# Task
The entries below are to be repeated exactly as they stand.

Text-to-region grounding data:
--- START ---
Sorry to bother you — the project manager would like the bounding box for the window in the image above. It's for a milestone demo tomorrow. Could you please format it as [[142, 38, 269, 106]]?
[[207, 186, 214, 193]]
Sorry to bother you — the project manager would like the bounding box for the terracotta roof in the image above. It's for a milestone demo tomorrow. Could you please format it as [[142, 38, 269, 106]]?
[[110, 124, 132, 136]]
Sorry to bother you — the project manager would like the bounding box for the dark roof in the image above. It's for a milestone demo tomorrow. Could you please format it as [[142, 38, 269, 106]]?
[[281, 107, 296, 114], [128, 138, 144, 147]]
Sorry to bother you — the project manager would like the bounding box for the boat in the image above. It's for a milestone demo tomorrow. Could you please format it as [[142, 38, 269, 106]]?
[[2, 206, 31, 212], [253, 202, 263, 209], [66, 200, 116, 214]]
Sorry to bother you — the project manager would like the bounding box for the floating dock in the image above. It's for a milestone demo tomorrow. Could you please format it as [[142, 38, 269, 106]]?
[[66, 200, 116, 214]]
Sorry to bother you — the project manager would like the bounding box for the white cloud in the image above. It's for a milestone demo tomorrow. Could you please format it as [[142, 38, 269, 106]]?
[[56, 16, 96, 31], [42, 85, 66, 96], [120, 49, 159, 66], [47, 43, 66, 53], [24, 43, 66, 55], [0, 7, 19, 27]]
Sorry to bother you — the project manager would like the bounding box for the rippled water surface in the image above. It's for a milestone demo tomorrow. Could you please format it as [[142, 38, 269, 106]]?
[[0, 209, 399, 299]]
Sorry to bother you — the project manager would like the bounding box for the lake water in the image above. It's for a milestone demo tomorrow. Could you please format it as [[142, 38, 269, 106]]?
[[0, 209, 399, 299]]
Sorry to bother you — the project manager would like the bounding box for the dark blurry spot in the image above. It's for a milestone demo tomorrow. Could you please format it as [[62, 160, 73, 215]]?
--- END ---
# Response to this task
Sorry to bother you — the project manager would like the bounding box for the window in the image above. It's for a milestone demo tomorrow. Could you please format it as [[142, 38, 269, 106]]?
[[207, 186, 214, 193]]
Sorry to bother you — the project manager would like the bounding box for the terracotta roof in the image above. It's for a milestone demo tomorrow. Could you please format it as [[142, 38, 269, 106]]?
[[110, 124, 132, 136]]
Sorry to bother you — the project manager would like the bounding box for the dark roof in the image above. It's for a milestone demo tomorrow. Could you please format it as [[142, 38, 269, 106]]?
[[281, 107, 296, 114], [128, 138, 144, 147]]
Sorry to bother you — the project manager would like the bounding box for the boat in the image above. It's for a milestone demo tomorrow. Could you please format it as [[142, 38, 269, 106]]?
[[2, 206, 31, 212], [253, 202, 263, 209], [66, 200, 116, 214]]
Sorry to bother you — the project manager would like the bounding box for the floating dock in the image above. It's for a milestone demo tomorrow. Could you please format it as [[142, 38, 269, 106]]?
[[66, 200, 116, 214]]
Sorry to bother you — the project manager would like the bounding box for the white cloud in the image above. It's for a milestone demo tomorrow. Could you please format it as [[142, 38, 269, 106]]?
[[56, 16, 96, 31], [42, 85, 66, 96], [120, 49, 159, 66], [47, 43, 66, 53], [24, 43, 66, 55], [0, 7, 19, 27]]
Sorry to bother you — the project manager would like the bounding box for the rippled water surface in the image above. It's for a milestone demo tomorrow. Could you please format it as [[142, 38, 269, 106]]?
[[0, 209, 399, 299]]
Sorry to bother you — the project manager would like the bounding box for the lake water in the image above. It's for a milestone demo tomorrow. Could you please format it as [[142, 38, 269, 106]]?
[[0, 209, 399, 299]]
Sorry to bother you — the project manager would like the bounding box for the dark blurry spot in the image above. It's for a milestone demo tomorrow. Could you please format it as [[62, 160, 73, 215]]?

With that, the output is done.